* **Your objective**
Render every line of the listing below as a Markdown table, with a column headed Row for the row number and a column headed Line for the line. Leave out blank lines.
----- Supplied records
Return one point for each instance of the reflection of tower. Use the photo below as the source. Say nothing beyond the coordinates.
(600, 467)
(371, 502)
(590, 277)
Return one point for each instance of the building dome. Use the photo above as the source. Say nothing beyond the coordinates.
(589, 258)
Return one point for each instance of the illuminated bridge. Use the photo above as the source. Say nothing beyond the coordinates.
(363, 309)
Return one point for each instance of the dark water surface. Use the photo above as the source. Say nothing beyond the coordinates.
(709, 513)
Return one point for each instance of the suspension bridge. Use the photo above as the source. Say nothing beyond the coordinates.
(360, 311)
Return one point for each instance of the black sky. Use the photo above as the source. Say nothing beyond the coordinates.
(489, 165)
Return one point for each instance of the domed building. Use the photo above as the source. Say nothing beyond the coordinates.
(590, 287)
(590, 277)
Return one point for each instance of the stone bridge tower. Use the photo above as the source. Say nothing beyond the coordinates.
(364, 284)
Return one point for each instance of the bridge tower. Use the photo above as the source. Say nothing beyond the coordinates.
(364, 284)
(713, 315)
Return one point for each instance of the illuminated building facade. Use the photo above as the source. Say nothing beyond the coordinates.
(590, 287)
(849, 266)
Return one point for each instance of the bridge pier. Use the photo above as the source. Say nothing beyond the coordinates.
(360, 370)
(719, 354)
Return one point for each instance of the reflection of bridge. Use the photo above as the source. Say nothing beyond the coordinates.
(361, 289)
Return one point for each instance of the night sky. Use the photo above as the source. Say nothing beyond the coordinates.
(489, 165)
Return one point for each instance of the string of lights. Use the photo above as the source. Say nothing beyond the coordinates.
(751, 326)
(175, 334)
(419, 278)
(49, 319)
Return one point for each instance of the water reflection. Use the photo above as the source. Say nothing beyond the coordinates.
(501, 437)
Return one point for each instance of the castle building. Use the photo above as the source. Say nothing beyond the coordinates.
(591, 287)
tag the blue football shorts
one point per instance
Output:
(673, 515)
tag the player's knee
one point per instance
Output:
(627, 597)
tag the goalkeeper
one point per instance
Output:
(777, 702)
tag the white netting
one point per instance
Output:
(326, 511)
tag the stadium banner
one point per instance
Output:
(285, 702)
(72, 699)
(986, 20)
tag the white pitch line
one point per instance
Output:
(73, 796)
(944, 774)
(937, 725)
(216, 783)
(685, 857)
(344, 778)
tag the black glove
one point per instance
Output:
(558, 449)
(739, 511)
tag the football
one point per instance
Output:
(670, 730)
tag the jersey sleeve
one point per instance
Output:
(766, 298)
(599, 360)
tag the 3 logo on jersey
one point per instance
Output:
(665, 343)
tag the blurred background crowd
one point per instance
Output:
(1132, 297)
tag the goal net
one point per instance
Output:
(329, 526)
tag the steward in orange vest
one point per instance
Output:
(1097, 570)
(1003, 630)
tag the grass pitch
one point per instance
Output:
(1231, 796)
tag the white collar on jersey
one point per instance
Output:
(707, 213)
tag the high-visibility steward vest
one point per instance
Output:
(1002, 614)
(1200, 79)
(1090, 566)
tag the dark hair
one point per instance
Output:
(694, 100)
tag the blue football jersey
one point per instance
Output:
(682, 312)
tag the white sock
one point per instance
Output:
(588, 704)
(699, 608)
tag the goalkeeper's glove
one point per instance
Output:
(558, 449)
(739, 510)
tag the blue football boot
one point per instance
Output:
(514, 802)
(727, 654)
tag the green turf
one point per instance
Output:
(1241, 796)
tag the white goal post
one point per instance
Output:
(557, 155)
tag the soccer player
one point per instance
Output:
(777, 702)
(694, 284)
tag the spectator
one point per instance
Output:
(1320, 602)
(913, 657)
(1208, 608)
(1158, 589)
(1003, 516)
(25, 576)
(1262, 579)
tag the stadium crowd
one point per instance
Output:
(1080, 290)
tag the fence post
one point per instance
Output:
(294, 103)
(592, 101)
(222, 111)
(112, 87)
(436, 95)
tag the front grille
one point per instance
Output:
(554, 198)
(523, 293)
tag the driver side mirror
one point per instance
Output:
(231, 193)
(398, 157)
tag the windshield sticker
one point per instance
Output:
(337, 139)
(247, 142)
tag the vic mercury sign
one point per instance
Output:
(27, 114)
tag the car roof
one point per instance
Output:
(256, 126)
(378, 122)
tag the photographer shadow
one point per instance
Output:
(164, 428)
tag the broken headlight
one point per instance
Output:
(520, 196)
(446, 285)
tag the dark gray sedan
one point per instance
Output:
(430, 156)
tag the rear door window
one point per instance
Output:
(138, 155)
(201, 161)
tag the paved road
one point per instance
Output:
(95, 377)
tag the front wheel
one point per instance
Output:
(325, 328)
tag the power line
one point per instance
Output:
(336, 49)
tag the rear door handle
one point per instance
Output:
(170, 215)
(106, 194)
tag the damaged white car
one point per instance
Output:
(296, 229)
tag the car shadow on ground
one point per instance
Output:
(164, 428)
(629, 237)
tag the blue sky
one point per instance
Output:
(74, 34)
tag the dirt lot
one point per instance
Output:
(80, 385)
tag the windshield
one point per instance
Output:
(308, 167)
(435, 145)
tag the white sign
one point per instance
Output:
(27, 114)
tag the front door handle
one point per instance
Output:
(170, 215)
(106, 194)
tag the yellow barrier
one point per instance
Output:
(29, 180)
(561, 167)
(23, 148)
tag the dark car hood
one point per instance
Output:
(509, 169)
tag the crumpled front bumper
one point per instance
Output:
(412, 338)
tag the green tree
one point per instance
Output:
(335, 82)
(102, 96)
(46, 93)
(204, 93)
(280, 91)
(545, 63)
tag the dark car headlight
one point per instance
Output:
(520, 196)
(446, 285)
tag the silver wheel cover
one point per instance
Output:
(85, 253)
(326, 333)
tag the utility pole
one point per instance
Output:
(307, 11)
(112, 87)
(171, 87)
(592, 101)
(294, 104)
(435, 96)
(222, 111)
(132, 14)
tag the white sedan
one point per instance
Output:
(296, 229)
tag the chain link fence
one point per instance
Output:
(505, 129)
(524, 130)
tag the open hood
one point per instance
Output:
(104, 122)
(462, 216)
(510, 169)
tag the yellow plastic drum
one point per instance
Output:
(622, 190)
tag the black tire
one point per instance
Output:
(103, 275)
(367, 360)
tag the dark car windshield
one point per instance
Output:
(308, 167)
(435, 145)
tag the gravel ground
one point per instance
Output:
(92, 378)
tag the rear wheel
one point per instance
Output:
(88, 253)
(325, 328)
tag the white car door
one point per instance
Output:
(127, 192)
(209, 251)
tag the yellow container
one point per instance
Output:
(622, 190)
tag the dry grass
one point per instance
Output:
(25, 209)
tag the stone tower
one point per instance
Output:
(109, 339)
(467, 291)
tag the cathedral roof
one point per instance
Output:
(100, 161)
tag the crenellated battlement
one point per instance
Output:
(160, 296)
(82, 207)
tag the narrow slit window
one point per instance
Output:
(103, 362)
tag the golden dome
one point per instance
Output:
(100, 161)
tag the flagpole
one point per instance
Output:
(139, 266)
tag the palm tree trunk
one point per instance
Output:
----------
* **Response**
| Row | Line |
|---|---|
| 1 | Return one point for each instance of the reflection of tower. Use the photo below as the source. Say nothing beyond the coordinates. |
| 2 | (600, 467) |
| 3 | (371, 502) |
| 4 | (590, 277) |
| 5 | Return one point for each instance of the building dome. Use the photo above as the source. Say nothing beyond the coordinates. |
| 6 | (589, 258) |
| 7 | Return one point for each instance of the illuminated bridge. Use the photo above as the source. Say nothing beyond the coordinates. |
| 8 | (363, 309) |
| 9 | Return one point for each instance of the dark water surface. Use the photo above as the source. Say nothing beyond the coordinates. |
| 10 | (709, 513) |
| 11 | Return one point for each instance of the suspension bridge. Use the photo above as the source. Say nothing beyond the coordinates. |
| 12 | (360, 311) |
| 13 | Return one point for each instance of the black sky. Use the photo above as the source. Say nothing beyond the coordinates. |
| 14 | (489, 165) |
| 15 | Return one point for each instance of the domed building. Use the photo above as the source. Say nothing beyond the coordinates. |
| 16 | (590, 287) |
| 17 | (590, 277) |
| 18 | Return one point for each instance of the stone bridge tower. Use the photo above as the source. Say nothing beyond the coordinates. |
| 19 | (364, 284) |
| 20 | Return one point for each instance of the bridge tower. Use the photo above as the source. Say nothing beyond the coordinates. |
| 21 | (364, 284) |
| 22 | (713, 315) |
| 23 | Return one point for each instance of the illuminated building facade. Use the photo above as the source. Say nothing beyond the coordinates. |
| 24 | (590, 287) |
| 25 | (849, 266) |
| 26 | Return one point for each instance of the bridge pier. Use the photo above as the source. Say nothing beyond the coordinates. |
| 27 | (360, 370) |
| 28 | (719, 354) |
| 29 | Return one point for each instance of the reflection of bridge. Use the photo above as the source. Say nothing beyond the coordinates. |
| 30 | (361, 289) |
| 31 | Return one point for each instance of the night sky. Use the photo above as the source. Say nothing beyond the coordinates. |
| 32 | (489, 165) |
| 33 | Return one point for each instance of the string of lights. Use the photo above as the source. Say nothing beyond the coordinates. |
| 34 | (751, 326) |
| 35 | (175, 334) |
| 36 | (419, 278) |
| 37 | (49, 319) |
| 38 | Return one point for each instance of the water reflection. Use the photo above as the source. Say nothing beyond the coordinates. |
| 39 | (501, 437) |
| 40 | Return one point for each instance of the castle building. Use the photo above as the source. Say nothing beyond the coordinates. |
| 41 | (591, 287) |
| 42 | tag the blue football shorts |
| 43 | one point per instance |
| 44 | Output: |
| 45 | (673, 515) |
| 46 | tag the player's knee |
| 47 | one point per instance |
| 48 | Output: |
| 49 | (627, 597) |
| 50 | tag the goalkeeper |
| 51 | one point per instance |
| 52 | Output: |
| 53 | (777, 702) |
| 54 | tag the white netting |
| 55 | one point per instance |
| 56 | Output: |
| 57 | (326, 511) |
| 58 | tag the stadium banner |
| 59 | one point per instance |
| 60 | Output: |
| 61 | (285, 702) |
| 62 | (72, 699) |
| 63 | (986, 20) |
| 64 | tag the white pitch line |
| 65 | one point per instance |
| 66 | Output: |
| 67 | (73, 796) |
| 68 | (944, 774) |
| 69 | (937, 725) |
| 70 | (216, 783) |
| 71 | (685, 857) |
| 72 | (344, 778) |
| 73 | tag the black glove |
| 74 | one point per instance |
| 75 | Output: |
| 76 | (558, 449) |
| 77 | (739, 511) |
| 78 | tag the football |
| 79 | one point per instance |
| 80 | Output: |
| 81 | (670, 730) |
| 82 | tag the jersey sleeve |
| 83 | one point per instance |
| 84 | Output: |
| 85 | (766, 298) |
| 86 | (599, 360) |
| 87 | tag the 3 logo on jersey |
| 88 | one point per instance |
| 89 | Output: |
| 90 | (665, 343) |
| 91 | tag the blurred background crowd |
| 92 | one point per instance |
| 93 | Output: |
| 94 | (1132, 297) |
| 95 | tag the goal net |
| 96 | one point per instance |
| 97 | Output: |
| 98 | (329, 526) |
| 99 | tag the steward in orange vest |
| 100 | one point per instance |
| 101 | Output: |
| 102 | (1097, 570) |
| 103 | (1003, 630) |
| 104 | tag the grass pitch |
| 105 | one point per instance |
| 106 | Output: |
| 107 | (1231, 796) |
| 108 | tag the white collar on jersey |
| 109 | one point per instance |
| 110 | Output: |
| 111 | (707, 213) |
| 112 | tag the high-visibility steward vest |
| 113 | one point per instance |
| 114 | Output: |
| 115 | (1002, 614) |
| 116 | (1200, 79) |
| 117 | (1090, 566) |
| 118 | tag the dark hair |
| 119 | one point per instance |
| 120 | Output: |
| 121 | (694, 100) |
| 122 | tag the blue football jersey |
| 123 | one point per instance |
| 124 | Output: |
| 125 | (682, 312) |
| 126 | tag the white sock |
| 127 | one point per instance |
| 128 | Output: |
| 129 | (588, 704) |
| 130 | (699, 608) |
| 131 | tag the goalkeeper's glove |
| 132 | one point per instance |
| 133 | Output: |
| 134 | (558, 449) |
| 135 | (739, 510) |
| 136 | tag the blue football boot |
| 137 | one point per instance |
| 138 | Output: |
| 139 | (514, 802) |
| 140 | (727, 654) |
| 141 | tag the green turf |
| 142 | one point per instance |
| 143 | Output: |
| 144 | (1241, 796) |
| 145 | tag the white goal post |
| 146 | one point per instance |
| 147 | Output: |
| 148 | (557, 155) |
| 149 | tag the soccer player |
| 150 | one point per instance |
| 151 | Output: |
| 152 | (777, 702) |
| 153 | (694, 284) |
| 154 | tag the spectator |
| 155 | one point per instance |
| 156 | Output: |
| 157 | (1320, 602) |
| 158 | (913, 657) |
| 159 | (1208, 608) |
| 160 | (1158, 589) |
| 161 | (1003, 516) |
| 162 | (25, 576) |
| 163 | (1262, 579) |
| 164 | tag the stadium crowd |
| 165 | one point per instance |
| 166 | Output: |
| 167 | (1080, 290) |
| 168 | tag the fence post |
| 169 | one point per instance |
| 170 | Output: |
| 171 | (294, 103) |
| 172 | (592, 101) |
| 173 | (222, 111) |
| 174 | (112, 87) |
| 175 | (436, 95) |
| 176 | tag the front grille |
| 177 | one point per instance |
| 178 | Output: |
| 179 | (554, 198) |
| 180 | (523, 293) |
| 181 | tag the driver side mirror |
| 182 | one point per instance |
| 183 | Output: |
| 184 | (231, 193) |
| 185 | (398, 157) |
| 186 | tag the windshield sticker |
| 187 | one point per instance |
| 188 | Output: |
| 189 | (337, 139) |
| 190 | (247, 142) |
| 191 | tag the vic mercury sign |
| 192 | one point per instance |
| 193 | Output: |
| 194 | (27, 114) |
| 195 | tag the car roof |
| 196 | one point per instance |
| 197 | Output: |
| 198 | (256, 126) |
| 199 | (378, 122) |
| 200 | tag the photographer shadow |
| 201 | one point per instance |
| 202 | Output: |
| 203 | (164, 428) |
| 204 | tag the broken headlight |
| 205 | one point per instance |
| 206 | Output: |
| 207 | (520, 196) |
| 208 | (446, 285) |
| 209 | tag the dark gray sedan |
| 210 | one point per instance |
| 211 | Output: |
| 212 | (430, 156) |
| 213 | tag the rear door window |
| 214 | one point per instance |
| 215 | Output: |
| 216 | (138, 155) |
| 217 | (201, 161) |
| 218 | tag the paved road |
| 219 | one point per instance |
| 220 | Output: |
| 221 | (95, 377) |
| 222 | tag the front wheel |
| 223 | one point per instance |
| 224 | Output: |
| 225 | (325, 328) |
| 226 | tag the power line |
| 227 | one point per instance |
| 228 | Output: |
| 229 | (336, 49) |
| 230 | tag the rear door handle |
| 231 | one point per instance |
| 232 | Output: |
| 233 | (170, 215) |
| 234 | (106, 194) |
| 235 | tag the damaged white car |
| 236 | one point per instance |
| 237 | Output: |
| 238 | (296, 229) |
| 239 | tag the car shadow on ground |
| 240 | one point per instance |
| 241 | Output: |
| 242 | (164, 428) |
| 243 | (629, 237) |
| 244 | tag the blue sky |
| 245 | one point per instance |
| 246 | Output: |
| 247 | (74, 34) |
| 248 | tag the dirt lot |
| 249 | one point per instance |
| 250 | Output: |
| 251 | (80, 385) |
| 252 | tag the windshield |
| 253 | one point per instance |
| 254 | Output: |
| 255 | (308, 167) |
| 256 | (435, 145) |
| 257 | tag the white sign |
| 258 | one point per instance |
| 259 | Output: |
| 260 | (27, 114) |
| 261 | tag the front door handle |
| 262 | one point per instance |
| 263 | Output: |
| 264 | (170, 215) |
| 265 | (106, 194) |
| 266 | tag the yellow barrier |
| 267 | one point per instance |
| 268 | Output: |
| 269 | (29, 180) |
| 270 | (561, 167) |
| 271 | (23, 148) |
| 272 | tag the dark car hood |
| 273 | one point per instance |
| 274 | Output: |
| 275 | (509, 169) |
| 276 | tag the crumpled front bumper |
| 277 | one point per instance |
| 278 | Output: |
| 279 | (412, 338) |
| 280 | tag the green tree |
| 281 | one point per instance |
| 282 | Output: |
| 283 | (335, 82) |
| 284 | (102, 96) |
| 285 | (46, 93) |
| 286 | (204, 93) |
| 287 | (280, 91) |
| 288 | (545, 63) |
| 289 | tag the dark car headlight |
| 290 | one point per instance |
| 291 | Output: |
| 292 | (520, 196) |
| 293 | (446, 285) |
| 294 | tag the silver wheel cover |
| 295 | one point per instance |
| 296 | Output: |
| 297 | (85, 253) |
| 298 | (326, 333) |
| 299 | tag the utility pole |
| 300 | one point per instance |
| 301 | Output: |
| 302 | (307, 11) |
| 303 | (112, 87) |
| 304 | (171, 87) |
| 305 | (592, 101) |
| 306 | (294, 104) |
| 307 | (435, 96) |
| 308 | (222, 111) |
| 309 | (132, 14) |
| 310 | tag the white sedan |
| 311 | one point per instance |
| 312 | Output: |
| 313 | (296, 229) |
| 314 | tag the chain link fence |
| 315 | one point per instance |
| 316 | Output: |
| 317 | (505, 129) |
| 318 | (524, 130) |
| 319 | tag the open hood |
| 320 | one point per instance |
| 321 | Output: |
| 322 | (104, 122) |
| 323 | (462, 216) |
| 324 | (510, 169) |
| 325 | tag the yellow plastic drum |
| 326 | one point per instance |
| 327 | Output: |
| 328 | (622, 190) |
| 329 | tag the black tire |
| 330 | one point per instance |
| 331 | Output: |
| 332 | (103, 275) |
| 333 | (367, 360) |
| 334 | tag the dark car windshield |
| 335 | one point per instance |
| 336 | Output: |
| 337 | (308, 167) |
| 338 | (435, 145) |
| 339 | tag the gravel ground |
| 340 | one point per instance |
| 341 | Output: |
| 342 | (92, 378) |
| 343 | tag the rear wheel |
| 344 | one point per instance |
| 345 | Output: |
| 346 | (88, 253) |
| 347 | (325, 328) |
| 348 | tag the white car door |
| 349 | one point per instance |
| 350 | Output: |
| 351 | (127, 192) |
| 352 | (209, 251) |
| 353 | tag the yellow container |
| 354 | one point per instance |
| 355 | Output: |
| 356 | (622, 190) |
| 357 | tag the dry grass |
| 358 | one point per instance |
| 359 | Output: |
| 360 | (25, 209) |
| 361 | tag the stone tower |
| 362 | one point per instance |
| 363 | Output: |
| 364 | (109, 339) |
| 365 | (467, 291) |
| 366 | tag the cathedral roof |
| 367 | one point per instance |
| 368 | Output: |
| 369 | (100, 161) |
| 370 | tag the crenellated battlement |
| 371 | one point per instance |
| 372 | Output: |
| 373 | (160, 296) |
| 374 | (82, 207) |
| 375 | tag the narrow slit window |
| 376 | one point per instance |
| 377 | Output: |
| 378 | (103, 362) |
| 379 | tag the golden dome |
| 380 | one point per instance |
| 381 | Output: |
| 382 | (100, 161) |
| 383 | tag the flagpole |
| 384 | one point per instance |
| 385 | Output: |
| 386 | (139, 266) |
| 387 | tag the palm tree trunk |
| 388 | one point per instance |
| 389 | Output: |